** Start Data supplied **

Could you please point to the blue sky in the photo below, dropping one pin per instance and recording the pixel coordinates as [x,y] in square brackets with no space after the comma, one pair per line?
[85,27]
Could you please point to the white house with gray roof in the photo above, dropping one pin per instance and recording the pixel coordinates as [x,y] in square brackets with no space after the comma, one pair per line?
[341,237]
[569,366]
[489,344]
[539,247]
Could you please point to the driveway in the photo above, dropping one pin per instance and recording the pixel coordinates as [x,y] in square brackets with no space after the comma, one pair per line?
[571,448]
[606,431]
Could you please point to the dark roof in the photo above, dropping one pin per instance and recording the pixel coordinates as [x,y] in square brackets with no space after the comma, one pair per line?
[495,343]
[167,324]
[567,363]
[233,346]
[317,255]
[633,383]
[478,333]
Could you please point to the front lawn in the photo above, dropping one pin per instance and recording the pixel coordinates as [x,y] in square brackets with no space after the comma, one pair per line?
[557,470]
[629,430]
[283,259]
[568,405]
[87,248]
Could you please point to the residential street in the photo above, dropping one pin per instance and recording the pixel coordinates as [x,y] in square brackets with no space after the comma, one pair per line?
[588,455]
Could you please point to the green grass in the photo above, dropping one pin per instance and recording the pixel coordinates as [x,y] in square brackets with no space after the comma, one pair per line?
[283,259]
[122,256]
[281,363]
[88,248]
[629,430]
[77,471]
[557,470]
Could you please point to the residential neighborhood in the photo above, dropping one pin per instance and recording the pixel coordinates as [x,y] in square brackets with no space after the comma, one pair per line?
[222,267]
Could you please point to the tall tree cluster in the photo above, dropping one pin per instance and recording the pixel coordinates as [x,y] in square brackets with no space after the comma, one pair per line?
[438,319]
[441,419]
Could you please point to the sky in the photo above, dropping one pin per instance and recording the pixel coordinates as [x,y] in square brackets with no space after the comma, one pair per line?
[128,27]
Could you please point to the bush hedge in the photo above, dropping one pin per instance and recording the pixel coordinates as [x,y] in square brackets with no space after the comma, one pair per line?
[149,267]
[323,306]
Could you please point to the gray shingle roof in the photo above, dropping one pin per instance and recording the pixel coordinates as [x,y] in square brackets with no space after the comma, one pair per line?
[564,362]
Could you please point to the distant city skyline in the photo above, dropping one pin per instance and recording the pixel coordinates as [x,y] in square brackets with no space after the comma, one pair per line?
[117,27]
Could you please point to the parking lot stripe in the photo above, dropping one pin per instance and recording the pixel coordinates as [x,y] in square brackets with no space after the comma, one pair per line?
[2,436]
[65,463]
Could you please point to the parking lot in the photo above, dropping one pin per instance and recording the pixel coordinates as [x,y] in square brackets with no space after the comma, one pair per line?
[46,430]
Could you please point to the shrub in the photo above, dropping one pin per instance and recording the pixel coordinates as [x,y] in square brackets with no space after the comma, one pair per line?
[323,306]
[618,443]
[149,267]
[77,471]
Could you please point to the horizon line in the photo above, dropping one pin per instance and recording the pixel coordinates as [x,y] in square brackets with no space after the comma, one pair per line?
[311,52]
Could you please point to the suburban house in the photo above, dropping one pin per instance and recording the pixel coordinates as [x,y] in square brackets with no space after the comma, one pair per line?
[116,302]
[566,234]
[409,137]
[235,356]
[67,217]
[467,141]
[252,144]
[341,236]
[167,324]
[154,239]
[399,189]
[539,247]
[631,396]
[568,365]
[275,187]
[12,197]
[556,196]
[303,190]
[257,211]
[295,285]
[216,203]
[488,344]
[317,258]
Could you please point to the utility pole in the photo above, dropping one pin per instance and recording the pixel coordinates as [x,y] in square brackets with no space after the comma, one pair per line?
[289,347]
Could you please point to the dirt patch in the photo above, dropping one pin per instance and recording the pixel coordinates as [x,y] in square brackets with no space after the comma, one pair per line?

** End Data supplied **

• Stated goal:
Rewrite the part of the material that opens with the line containing "Could you please point to the horizon" and runs through the end of the material, keeping the requests as they are. Scale every coordinate in the answers by 2.15 and round each result to a whole number, rounding halves up.

• Problem solution:
Could you please point to the horizon line in the photo above, dropping one pin per instance and recording the pixel coordinates as [x,y] in square brackets with no space after the comma, one pair per line?
[669,112]
Could you please point to the suburban house in the photo above, dropping one pin per instance and recording the pixel coordinates as [x,y] in square brackets with no space after the comma, one pair per line?
[249,649]
[1217,503]
[879,295]
[505,765]
[144,467]
[1004,303]
[542,310]
[733,507]
[359,697]
[331,514]
[858,406]
[1159,531]
[1357,851]
[1221,785]
[591,402]
[26,424]
[1195,421]
[651,409]
[553,454]
[634,613]
[464,436]
[1049,740]
[682,555]
Could you please point to the utility pole in the photo above, dropping one pin per instance and recording the pixel coordinates as [x,y] in square brackets with no space after the comma, one pair per line?
[621,746]
Could you please point to the dirt patch in the photo above, dropping one pin per instance and recording the pixel coordinates as [x,y] in square brackets with no space after the comma, one pair per line?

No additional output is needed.